(Extracted data entries)
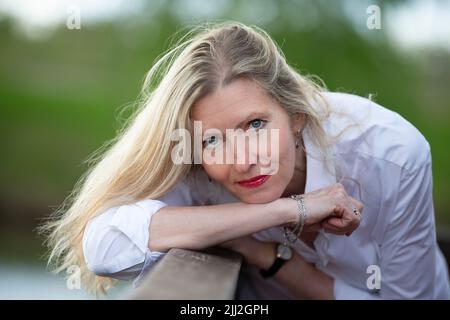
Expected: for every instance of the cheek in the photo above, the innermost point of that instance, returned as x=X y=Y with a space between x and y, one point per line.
x=217 y=172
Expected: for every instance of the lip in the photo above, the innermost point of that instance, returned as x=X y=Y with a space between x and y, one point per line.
x=254 y=182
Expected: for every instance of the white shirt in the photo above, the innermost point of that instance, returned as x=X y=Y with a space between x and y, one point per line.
x=391 y=160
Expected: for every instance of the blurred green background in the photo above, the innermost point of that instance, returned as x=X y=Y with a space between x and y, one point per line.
x=63 y=92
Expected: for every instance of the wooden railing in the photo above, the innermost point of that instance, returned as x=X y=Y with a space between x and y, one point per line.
x=208 y=274
x=184 y=274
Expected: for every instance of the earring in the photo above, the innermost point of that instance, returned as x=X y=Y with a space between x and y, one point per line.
x=299 y=138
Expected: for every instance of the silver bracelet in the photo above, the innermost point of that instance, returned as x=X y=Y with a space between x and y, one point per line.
x=293 y=235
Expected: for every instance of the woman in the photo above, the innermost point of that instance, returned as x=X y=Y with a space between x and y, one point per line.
x=339 y=151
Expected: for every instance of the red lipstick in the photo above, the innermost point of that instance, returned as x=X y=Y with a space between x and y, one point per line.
x=254 y=182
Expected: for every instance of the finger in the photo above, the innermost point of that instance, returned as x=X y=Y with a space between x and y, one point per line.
x=333 y=228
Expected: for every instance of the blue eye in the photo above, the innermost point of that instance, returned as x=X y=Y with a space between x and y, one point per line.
x=210 y=141
x=257 y=124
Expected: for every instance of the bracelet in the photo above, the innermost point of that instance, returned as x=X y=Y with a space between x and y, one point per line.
x=292 y=236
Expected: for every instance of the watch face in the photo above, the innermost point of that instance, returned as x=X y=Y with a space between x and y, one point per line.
x=284 y=252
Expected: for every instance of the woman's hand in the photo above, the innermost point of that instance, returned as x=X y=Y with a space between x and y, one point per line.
x=330 y=208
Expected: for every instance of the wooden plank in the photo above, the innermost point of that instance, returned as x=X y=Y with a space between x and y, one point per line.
x=185 y=274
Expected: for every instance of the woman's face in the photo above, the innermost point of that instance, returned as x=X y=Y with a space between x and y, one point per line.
x=246 y=106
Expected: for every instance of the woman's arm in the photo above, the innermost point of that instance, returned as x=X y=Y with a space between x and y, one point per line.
x=198 y=227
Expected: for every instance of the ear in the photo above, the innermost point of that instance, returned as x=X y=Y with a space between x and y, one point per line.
x=299 y=121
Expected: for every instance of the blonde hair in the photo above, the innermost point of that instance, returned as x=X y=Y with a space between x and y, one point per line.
x=136 y=165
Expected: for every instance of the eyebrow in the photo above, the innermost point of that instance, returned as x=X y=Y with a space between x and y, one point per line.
x=251 y=116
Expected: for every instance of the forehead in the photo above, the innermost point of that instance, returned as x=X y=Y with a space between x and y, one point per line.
x=229 y=105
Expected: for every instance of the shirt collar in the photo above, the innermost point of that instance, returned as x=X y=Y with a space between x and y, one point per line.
x=317 y=175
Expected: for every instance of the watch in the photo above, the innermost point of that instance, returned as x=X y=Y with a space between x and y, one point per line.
x=284 y=253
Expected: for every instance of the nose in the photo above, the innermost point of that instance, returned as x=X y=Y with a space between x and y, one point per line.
x=245 y=156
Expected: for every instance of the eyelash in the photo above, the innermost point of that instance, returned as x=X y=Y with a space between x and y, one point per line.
x=263 y=122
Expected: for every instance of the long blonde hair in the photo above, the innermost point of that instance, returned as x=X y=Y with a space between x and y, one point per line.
x=136 y=165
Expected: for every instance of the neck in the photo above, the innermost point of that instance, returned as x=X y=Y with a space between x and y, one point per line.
x=298 y=181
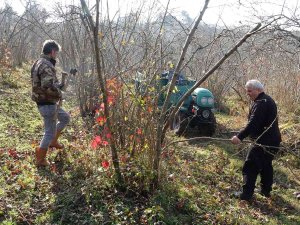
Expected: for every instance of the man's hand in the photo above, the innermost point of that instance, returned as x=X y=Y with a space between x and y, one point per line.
x=235 y=140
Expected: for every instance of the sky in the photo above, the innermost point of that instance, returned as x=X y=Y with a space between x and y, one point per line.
x=223 y=12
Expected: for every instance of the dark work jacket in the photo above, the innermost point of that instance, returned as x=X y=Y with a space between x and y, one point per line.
x=262 y=115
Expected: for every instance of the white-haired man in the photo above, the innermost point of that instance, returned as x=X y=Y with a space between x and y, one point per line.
x=263 y=129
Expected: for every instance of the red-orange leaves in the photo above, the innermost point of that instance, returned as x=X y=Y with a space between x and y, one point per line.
x=96 y=142
x=101 y=120
x=105 y=164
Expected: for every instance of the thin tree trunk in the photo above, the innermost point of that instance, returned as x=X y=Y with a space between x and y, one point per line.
x=101 y=80
x=159 y=136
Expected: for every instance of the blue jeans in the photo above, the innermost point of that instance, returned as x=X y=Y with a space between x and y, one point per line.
x=50 y=114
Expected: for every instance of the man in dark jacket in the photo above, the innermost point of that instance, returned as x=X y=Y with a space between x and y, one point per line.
x=262 y=128
x=46 y=92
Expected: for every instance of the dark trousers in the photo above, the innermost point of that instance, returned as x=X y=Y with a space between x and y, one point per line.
x=258 y=161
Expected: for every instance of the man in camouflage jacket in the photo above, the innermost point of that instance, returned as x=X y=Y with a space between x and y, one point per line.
x=46 y=92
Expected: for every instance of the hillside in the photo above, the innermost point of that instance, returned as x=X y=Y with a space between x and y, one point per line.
x=200 y=177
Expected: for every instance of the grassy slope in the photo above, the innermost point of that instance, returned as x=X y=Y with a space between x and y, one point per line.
x=201 y=178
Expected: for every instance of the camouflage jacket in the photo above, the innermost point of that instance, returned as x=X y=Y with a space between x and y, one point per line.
x=45 y=85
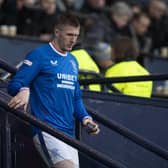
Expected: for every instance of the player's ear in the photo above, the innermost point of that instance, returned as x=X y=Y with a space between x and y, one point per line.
x=56 y=32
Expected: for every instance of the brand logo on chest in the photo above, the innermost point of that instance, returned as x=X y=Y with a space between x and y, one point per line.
x=54 y=62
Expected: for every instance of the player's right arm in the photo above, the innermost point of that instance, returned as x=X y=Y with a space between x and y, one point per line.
x=19 y=85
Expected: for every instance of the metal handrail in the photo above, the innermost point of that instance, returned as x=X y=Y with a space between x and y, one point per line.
x=105 y=160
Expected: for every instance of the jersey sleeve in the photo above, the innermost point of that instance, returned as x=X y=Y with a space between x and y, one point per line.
x=26 y=73
x=80 y=111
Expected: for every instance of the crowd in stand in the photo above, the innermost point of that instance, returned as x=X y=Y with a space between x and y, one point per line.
x=145 y=22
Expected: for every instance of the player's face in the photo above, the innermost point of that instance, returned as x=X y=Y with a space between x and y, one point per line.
x=67 y=37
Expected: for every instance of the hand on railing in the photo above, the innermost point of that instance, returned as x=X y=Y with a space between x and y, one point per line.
x=92 y=127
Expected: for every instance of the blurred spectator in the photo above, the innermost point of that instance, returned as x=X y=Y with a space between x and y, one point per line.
x=124 y=55
x=102 y=56
x=88 y=66
x=158 y=30
x=139 y=28
x=107 y=29
x=93 y=6
x=64 y=5
x=27 y=16
x=48 y=19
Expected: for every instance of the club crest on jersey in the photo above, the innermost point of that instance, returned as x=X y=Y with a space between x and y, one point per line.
x=54 y=62
x=27 y=62
x=74 y=66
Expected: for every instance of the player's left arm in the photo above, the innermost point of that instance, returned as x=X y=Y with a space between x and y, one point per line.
x=82 y=115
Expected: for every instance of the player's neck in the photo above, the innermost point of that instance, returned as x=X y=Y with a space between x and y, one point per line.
x=56 y=46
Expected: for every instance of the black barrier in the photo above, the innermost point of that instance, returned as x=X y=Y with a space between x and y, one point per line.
x=105 y=160
x=153 y=77
x=129 y=134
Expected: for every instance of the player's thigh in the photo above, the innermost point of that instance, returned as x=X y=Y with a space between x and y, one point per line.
x=60 y=152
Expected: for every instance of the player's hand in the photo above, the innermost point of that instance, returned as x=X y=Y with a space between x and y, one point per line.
x=20 y=100
x=93 y=128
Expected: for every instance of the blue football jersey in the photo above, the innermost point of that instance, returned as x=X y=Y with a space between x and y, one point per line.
x=55 y=95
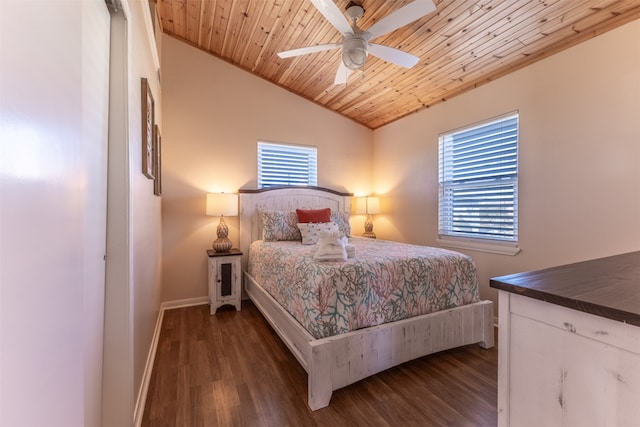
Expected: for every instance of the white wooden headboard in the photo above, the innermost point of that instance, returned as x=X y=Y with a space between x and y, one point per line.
x=283 y=198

■ What you are asked to do
Exactly reproduce the lines of the entries above, from the one containing "Expected: for every instance of the white wooden" to the very last, and no others.

■ Output
Expected: for every instance of the white wooden headboard in the photo above, the innermost point of that instance, returned as x=X y=Y with a space between x and y, one point per line.
x=283 y=198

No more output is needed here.